Aim: Could you repeat, word for word, everything from the line containing "Could you point at the red poppy" down to the end of the data below, both ends included? Leave the pictures out of your answer.
•••
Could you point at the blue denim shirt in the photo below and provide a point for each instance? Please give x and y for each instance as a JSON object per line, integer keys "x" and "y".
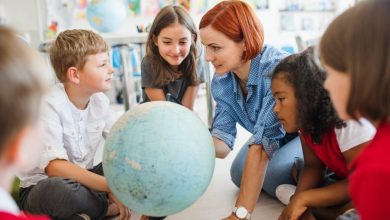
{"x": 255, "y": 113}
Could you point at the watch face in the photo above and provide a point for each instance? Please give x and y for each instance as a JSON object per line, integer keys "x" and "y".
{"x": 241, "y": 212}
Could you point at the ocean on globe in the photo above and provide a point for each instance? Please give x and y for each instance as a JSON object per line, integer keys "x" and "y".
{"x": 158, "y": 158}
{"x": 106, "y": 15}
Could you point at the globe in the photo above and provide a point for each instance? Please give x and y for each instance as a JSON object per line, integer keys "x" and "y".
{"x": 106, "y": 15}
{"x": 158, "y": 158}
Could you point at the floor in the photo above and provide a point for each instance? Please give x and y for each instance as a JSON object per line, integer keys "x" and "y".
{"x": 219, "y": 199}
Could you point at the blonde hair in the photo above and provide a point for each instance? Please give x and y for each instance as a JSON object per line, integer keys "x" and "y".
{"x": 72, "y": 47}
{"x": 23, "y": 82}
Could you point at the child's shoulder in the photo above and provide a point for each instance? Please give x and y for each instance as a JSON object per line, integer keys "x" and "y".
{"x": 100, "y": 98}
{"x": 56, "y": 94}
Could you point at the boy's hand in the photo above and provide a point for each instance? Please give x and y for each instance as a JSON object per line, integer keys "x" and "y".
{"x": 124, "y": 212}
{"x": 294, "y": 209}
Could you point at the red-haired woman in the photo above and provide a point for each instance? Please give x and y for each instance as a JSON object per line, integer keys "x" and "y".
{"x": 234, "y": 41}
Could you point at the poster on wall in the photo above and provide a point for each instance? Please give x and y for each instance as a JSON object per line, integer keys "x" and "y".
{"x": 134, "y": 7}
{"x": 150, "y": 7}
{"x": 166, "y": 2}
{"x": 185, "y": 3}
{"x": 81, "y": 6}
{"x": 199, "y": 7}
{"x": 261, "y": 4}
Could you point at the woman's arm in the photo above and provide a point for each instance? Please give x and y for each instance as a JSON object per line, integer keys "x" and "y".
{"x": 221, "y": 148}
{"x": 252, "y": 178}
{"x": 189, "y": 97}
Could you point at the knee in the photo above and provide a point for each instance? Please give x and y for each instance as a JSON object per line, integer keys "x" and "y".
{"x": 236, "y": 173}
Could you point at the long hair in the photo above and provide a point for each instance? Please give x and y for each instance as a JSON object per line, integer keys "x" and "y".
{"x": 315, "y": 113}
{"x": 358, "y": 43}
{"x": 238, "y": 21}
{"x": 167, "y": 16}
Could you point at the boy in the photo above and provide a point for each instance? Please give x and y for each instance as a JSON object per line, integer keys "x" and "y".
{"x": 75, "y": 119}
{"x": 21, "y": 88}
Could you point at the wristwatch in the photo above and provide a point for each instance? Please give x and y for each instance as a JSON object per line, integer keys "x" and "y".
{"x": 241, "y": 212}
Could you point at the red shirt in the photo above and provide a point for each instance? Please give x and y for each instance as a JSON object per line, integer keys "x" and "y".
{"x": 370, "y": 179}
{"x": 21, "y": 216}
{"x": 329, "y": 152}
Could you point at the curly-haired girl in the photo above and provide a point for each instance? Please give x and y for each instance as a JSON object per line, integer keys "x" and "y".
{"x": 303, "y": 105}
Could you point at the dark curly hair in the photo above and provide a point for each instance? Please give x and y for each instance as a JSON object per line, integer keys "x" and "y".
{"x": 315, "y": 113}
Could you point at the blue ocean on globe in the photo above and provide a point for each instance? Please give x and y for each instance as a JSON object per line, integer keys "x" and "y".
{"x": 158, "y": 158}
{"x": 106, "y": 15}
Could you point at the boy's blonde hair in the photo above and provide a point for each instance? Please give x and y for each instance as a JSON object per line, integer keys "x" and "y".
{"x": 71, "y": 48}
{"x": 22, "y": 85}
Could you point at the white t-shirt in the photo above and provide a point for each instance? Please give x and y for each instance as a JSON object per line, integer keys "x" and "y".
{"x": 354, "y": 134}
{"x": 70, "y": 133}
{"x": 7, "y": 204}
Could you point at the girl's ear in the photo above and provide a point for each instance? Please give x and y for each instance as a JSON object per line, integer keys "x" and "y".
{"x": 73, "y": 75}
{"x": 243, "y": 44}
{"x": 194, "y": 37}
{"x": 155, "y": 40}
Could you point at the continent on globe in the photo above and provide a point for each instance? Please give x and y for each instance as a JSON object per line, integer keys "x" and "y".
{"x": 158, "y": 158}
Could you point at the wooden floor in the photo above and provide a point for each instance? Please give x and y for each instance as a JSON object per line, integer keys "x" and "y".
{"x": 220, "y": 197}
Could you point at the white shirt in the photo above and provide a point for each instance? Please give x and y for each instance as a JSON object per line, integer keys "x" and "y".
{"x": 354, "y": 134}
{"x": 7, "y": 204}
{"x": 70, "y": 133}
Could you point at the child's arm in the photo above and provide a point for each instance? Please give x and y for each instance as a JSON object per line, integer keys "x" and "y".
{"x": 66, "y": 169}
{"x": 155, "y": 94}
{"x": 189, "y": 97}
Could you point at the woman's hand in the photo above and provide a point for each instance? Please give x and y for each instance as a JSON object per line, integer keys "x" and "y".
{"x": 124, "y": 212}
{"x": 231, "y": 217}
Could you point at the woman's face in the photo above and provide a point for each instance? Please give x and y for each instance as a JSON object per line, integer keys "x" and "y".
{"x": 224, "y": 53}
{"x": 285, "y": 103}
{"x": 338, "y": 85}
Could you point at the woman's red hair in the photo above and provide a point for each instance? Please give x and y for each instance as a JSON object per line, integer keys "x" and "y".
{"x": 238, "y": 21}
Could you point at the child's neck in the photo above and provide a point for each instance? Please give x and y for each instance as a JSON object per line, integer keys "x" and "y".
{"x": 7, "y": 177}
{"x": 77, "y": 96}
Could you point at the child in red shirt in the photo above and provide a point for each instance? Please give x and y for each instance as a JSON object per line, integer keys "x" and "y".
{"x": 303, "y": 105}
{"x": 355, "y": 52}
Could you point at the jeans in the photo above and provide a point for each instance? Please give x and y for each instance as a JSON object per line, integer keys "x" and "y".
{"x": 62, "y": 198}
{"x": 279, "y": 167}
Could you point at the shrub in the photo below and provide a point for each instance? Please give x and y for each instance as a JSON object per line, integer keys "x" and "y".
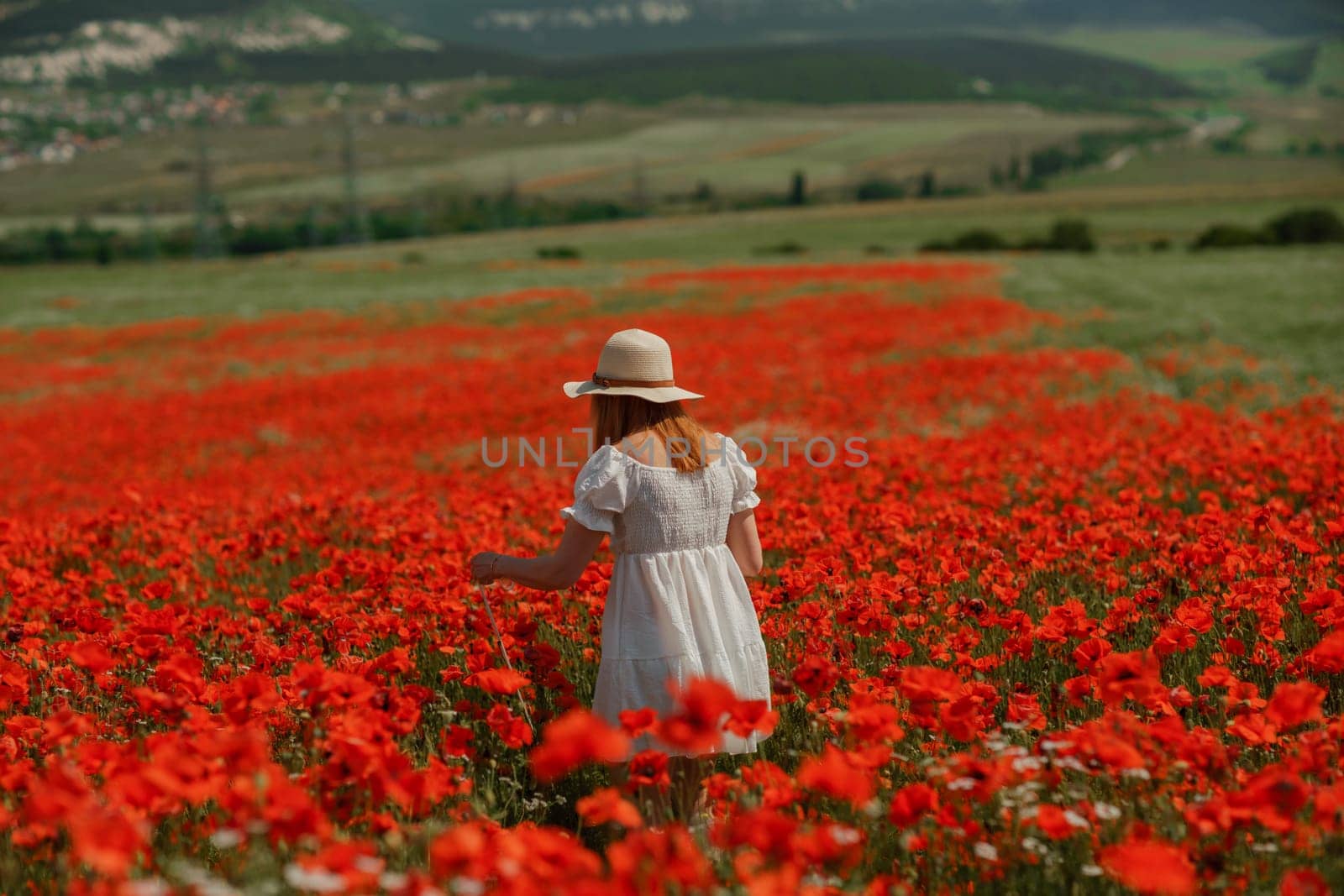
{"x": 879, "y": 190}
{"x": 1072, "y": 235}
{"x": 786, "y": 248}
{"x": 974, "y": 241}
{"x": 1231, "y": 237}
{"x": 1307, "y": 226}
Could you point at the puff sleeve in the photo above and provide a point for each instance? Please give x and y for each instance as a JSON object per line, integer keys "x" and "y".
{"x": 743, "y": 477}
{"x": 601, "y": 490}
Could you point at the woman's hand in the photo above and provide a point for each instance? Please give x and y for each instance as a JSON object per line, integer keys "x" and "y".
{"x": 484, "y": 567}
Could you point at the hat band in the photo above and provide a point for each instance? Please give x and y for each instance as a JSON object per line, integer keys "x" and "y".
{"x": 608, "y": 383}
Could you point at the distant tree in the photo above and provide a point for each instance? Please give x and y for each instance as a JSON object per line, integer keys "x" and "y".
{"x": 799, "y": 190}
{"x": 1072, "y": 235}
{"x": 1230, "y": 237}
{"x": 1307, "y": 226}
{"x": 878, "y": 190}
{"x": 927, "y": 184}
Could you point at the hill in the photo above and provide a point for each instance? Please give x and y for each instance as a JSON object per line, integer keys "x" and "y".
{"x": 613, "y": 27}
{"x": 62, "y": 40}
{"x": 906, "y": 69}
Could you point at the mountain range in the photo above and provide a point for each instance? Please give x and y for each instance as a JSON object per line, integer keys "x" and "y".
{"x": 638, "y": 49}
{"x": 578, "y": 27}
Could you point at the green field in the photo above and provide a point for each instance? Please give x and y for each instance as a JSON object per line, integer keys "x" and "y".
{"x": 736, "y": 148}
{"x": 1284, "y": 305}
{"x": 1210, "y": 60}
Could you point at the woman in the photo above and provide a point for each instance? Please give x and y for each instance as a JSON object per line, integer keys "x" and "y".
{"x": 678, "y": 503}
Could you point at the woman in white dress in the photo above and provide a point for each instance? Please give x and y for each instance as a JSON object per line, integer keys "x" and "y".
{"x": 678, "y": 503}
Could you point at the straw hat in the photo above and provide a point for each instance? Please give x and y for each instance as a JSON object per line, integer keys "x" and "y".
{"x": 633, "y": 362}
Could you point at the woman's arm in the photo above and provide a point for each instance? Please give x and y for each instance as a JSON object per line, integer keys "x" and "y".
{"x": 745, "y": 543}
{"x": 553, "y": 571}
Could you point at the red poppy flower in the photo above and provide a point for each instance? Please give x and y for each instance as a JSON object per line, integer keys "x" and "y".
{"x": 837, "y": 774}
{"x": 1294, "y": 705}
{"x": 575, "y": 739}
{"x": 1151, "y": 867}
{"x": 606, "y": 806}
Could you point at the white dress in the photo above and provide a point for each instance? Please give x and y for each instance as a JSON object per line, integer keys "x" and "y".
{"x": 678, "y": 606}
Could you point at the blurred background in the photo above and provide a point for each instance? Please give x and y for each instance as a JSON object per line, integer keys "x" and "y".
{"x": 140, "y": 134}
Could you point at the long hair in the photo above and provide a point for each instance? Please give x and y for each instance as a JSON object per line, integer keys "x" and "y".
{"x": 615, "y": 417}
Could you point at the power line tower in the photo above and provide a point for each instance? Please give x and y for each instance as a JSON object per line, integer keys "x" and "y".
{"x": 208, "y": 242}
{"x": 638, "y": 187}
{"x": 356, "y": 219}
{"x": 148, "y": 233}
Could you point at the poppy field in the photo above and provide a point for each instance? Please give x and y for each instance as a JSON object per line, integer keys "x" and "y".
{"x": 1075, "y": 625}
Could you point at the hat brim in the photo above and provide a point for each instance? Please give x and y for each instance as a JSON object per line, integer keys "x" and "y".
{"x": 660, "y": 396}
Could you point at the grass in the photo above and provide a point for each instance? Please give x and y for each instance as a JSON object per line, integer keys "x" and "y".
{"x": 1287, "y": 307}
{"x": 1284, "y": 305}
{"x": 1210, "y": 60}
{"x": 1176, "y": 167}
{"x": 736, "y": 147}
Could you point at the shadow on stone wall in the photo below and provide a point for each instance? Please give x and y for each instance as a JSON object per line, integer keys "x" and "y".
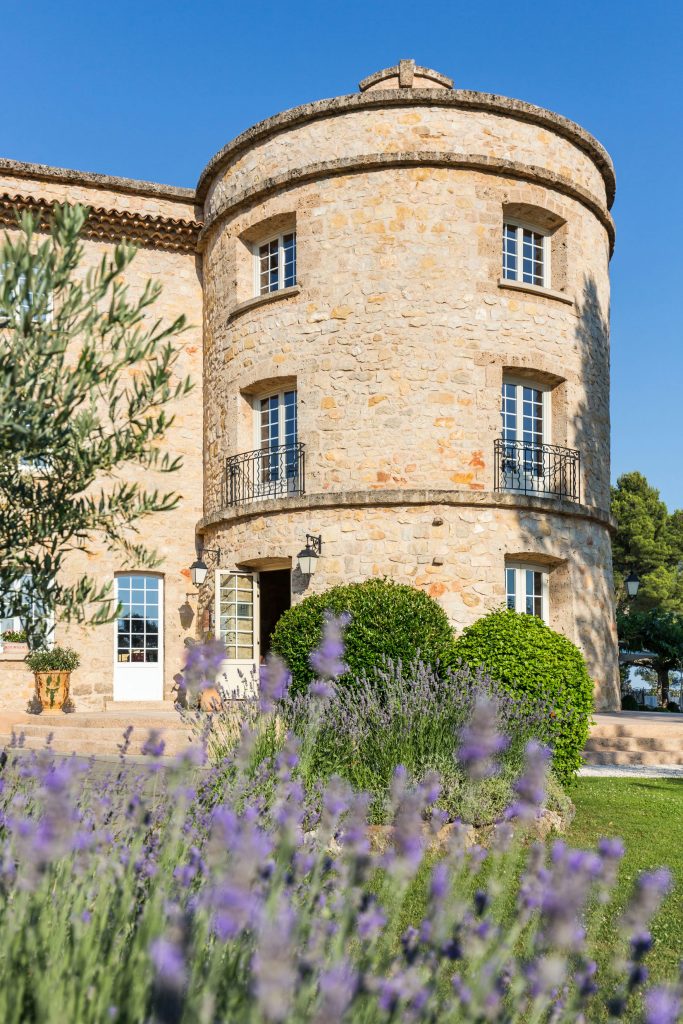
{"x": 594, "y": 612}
•••
Response to this task:
Could you point at the red poppy flower in the photo above and provide a point for each instance? Please give x and y for each instance as a JSON object per line, integer keys "x" and "y".
{"x": 837, "y": 774}
{"x": 1294, "y": 705}
{"x": 575, "y": 739}
{"x": 1151, "y": 867}
{"x": 606, "y": 806}
Could you point at the white dress in the photo above and provide a point for each instance? Please give x and y for each instance as a JSON object per line, integer keys "x" and "y".
{"x": 678, "y": 606}
Could you point at the blurred background in the photo above and provide a point for each instance? Please give x and y for each instance as a JSON object per line, integer keys "x" and "y".
{"x": 140, "y": 134}
Could you point at the long hair in the photo above and provide a point for each instance? Please give x and y for each instance as a JSON object per line, integer keys "x" and "y".
{"x": 615, "y": 417}
Could you point at the power line tower in the photo above and provide a point for each instance? Please give x and y for each instance as a JSON object per line, integer keys "x" and "y".
{"x": 208, "y": 242}
{"x": 638, "y": 187}
{"x": 356, "y": 219}
{"x": 148, "y": 233}
Could you point at the poppy field in the photo above and provide a point for each instance? Please give x and y for each instance as a JSON object per line, integer keys "x" and "y".
{"x": 1075, "y": 625}
Could you point at the hat brim in the photo above and provide a point for each instance? Please give x and y for each instance as a JSON object per line, integer keys "x" and "y".
{"x": 660, "y": 396}
Could you point at the grass in the photo above and provide a point for each instance? Please give x and y for each instance as a JSON object per line, integer keys "x" and "y".
{"x": 1287, "y": 307}
{"x": 1284, "y": 305}
{"x": 1210, "y": 60}
{"x": 1176, "y": 167}
{"x": 736, "y": 147}
Could you point at the shadow on stone wall in the photo below and provide a point for each instance? Please give x and y for each instance as a JSON object per line, integer keys "x" and "y".
{"x": 594, "y": 612}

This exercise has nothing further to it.